### WHAT YOU SHOULD DO:
Looking at the data below, state how many lines contain "noun". No other words are wanted.

### EXTRACTED MATERIAL:
——————————

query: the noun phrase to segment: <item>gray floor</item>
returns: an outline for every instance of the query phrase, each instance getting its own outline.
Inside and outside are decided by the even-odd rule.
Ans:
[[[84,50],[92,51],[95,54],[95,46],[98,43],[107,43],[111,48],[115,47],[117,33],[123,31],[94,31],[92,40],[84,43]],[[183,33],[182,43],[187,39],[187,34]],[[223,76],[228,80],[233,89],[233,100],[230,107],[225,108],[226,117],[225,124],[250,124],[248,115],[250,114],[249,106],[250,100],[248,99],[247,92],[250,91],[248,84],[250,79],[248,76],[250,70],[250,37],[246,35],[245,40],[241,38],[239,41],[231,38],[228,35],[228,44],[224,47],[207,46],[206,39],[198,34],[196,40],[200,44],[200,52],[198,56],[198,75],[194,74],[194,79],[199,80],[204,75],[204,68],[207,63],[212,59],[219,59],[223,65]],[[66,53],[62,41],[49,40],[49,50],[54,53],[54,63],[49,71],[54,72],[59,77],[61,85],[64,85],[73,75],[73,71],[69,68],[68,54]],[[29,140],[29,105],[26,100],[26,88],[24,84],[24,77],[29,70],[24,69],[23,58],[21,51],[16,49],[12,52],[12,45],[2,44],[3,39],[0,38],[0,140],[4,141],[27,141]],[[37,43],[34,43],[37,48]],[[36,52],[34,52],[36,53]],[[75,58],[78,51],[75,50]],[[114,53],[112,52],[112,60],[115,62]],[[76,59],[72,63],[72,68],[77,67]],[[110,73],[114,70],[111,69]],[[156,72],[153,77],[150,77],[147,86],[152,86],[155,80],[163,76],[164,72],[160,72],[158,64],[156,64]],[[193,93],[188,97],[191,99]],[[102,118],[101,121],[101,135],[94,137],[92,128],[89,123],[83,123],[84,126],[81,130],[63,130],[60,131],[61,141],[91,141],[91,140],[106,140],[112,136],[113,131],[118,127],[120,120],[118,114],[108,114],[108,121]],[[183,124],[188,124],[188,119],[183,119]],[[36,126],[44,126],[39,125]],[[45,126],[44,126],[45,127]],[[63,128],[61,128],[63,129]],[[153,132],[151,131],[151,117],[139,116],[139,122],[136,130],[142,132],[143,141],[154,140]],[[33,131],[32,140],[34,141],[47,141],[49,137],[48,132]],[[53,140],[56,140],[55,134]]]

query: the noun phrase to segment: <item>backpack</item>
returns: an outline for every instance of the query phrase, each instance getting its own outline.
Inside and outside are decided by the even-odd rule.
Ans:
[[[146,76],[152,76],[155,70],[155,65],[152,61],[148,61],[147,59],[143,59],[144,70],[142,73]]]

——————————

### TASK OUTPUT:
2